Dolayısıyla, yürüttüğüm araştırmada ilerledikçe, zorla kaybedilenlerin, çoğunluğunun bedenleri hala bulunamamış olsa da başlarken düşündüğümün aksine, tamamının bedeninin kayıp olmadığını öğrendim. Kayıpların bir bölümünün cenazesi, çoğunlukla yakınlarının çabaları sonucu bulunmuş durumdaydı. Bu grup içinde, çok büyük ölçüde kaybedilen kişinin bedeni ya da kemikleri ailelerine devlet tarafından usulüne uygun bir şekilde teslim edilmemişti. Ağır işkence izleri taşıyan bu bedenler, çoğunlukla yol kenarlarında, köylerin dışında kullanılmayan arazilerde, askeri bölgelere yakın boş arazilerde, boşaltılmış ya da çok az nüfusun kaldığı köylerin yakınlarında, su kuyularında, inşaatlarda ve çukur alanlarda bulunuyordu. (3) Kaybedilenlerin bedenleri, faillerin ceza almayacaklarına duydukları büyük güvenin sonucu olsa gerek, kolayca bulunabilecekleri bu yerlere üstünkörü bir şekilde atılmış ve bırakılmışlardı. Bedenlerin daha küçük bir kısmı ise, ailelerin muazzam çabaları sonucu Türkiye’nin farklı yerlerindeki kimsesiz mezarlıklarında bulunmuştu.

> Görevin
Zorla kaybedilenler hakkındaki metinde, kaybedilenlerin bedenlerinin bulunduğu söylenen yerlerin hepsini sırala.

> Eldeki Veriler

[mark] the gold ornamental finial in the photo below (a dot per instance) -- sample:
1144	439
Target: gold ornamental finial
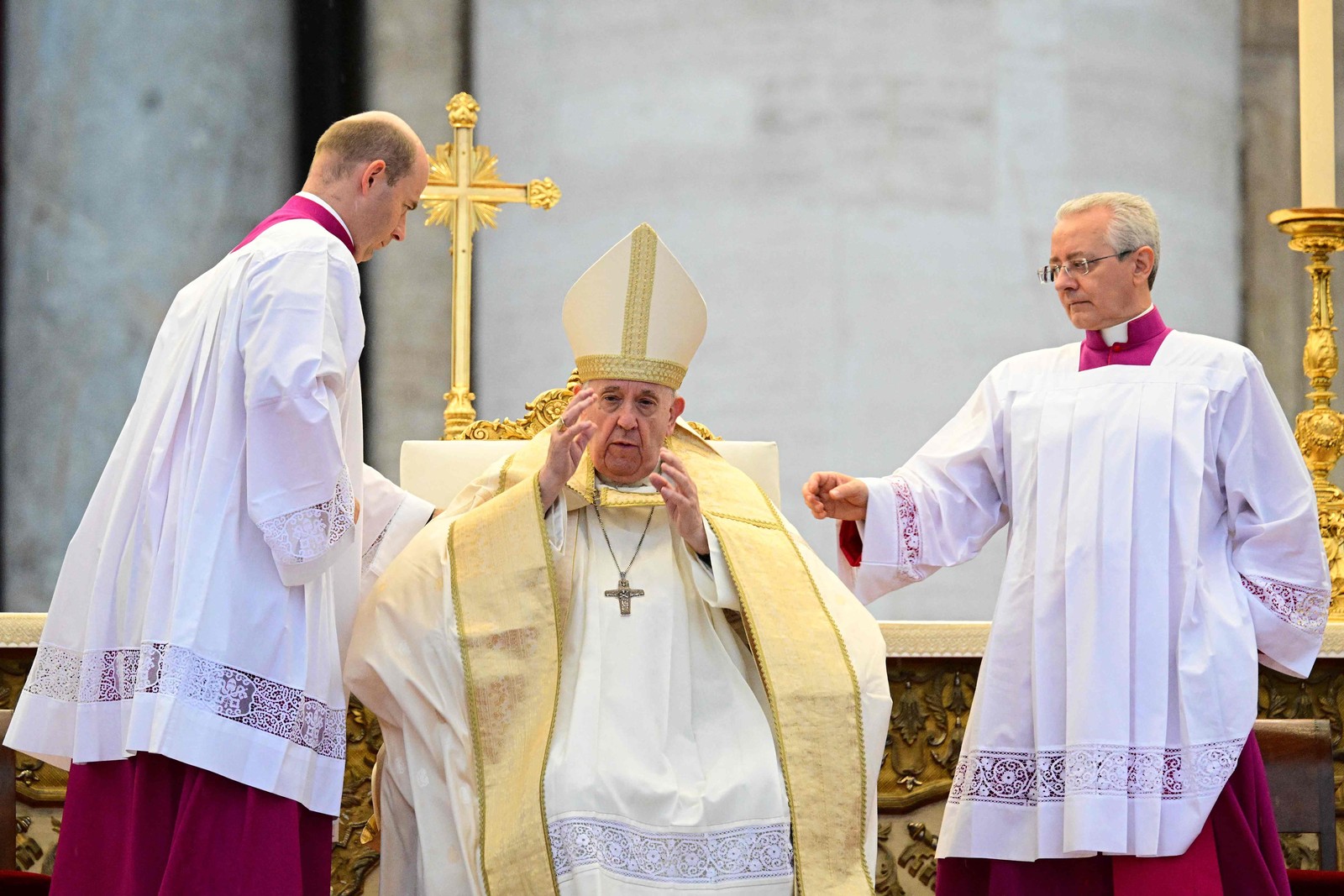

> Yanıt
- Yol kenarları
- Köylerin dışında kullanılmayan araziler
- Askeri bölgelere yakın boş araziler
- Boşaltılmış ya da çok az nüfusun kaldığı köylerin yakınları
- Su kuyuları
- İnşaatlar
- Çukur alanlar
- Türkiye'nin farklı yerlerindeki kimsesiz mezarlıkları